*JOB:*
Copy out every line of text in the records below word for word, leaving out the pictures.

*DATA ENTRIES:*
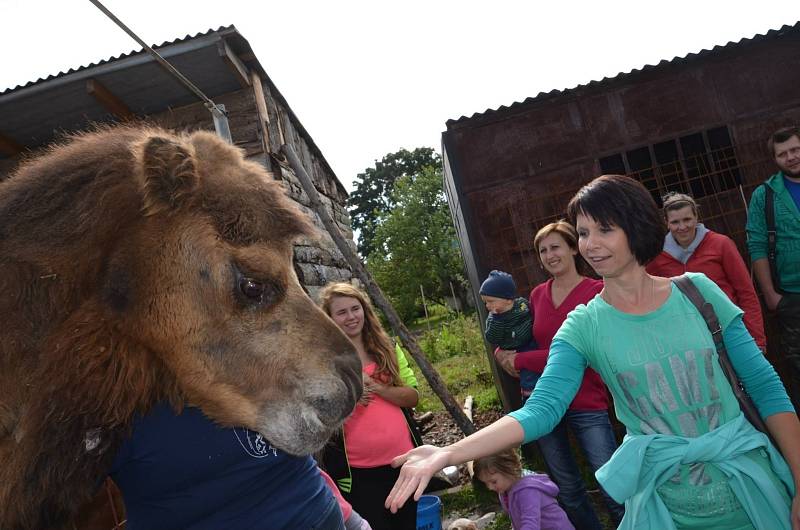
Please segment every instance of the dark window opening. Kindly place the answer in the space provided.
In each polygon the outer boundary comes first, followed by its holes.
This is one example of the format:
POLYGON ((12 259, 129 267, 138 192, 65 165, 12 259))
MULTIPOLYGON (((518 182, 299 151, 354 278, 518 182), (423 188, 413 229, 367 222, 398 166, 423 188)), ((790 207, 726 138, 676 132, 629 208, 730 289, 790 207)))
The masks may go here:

*SOLUTION TO THIS EXERCISE:*
Please segment every instance of the dark window opening. Kindly place the answer in the space provided.
In each polygon the outer boundary comes first, followed by its holes.
This is one example of the format:
POLYGON ((12 259, 129 267, 138 192, 65 165, 12 259))
MULTIPOLYGON (((518 182, 299 151, 354 278, 518 182), (423 188, 413 229, 367 222, 398 166, 423 188)), ((790 207, 726 138, 676 132, 629 208, 730 289, 790 207)))
The masks may go here:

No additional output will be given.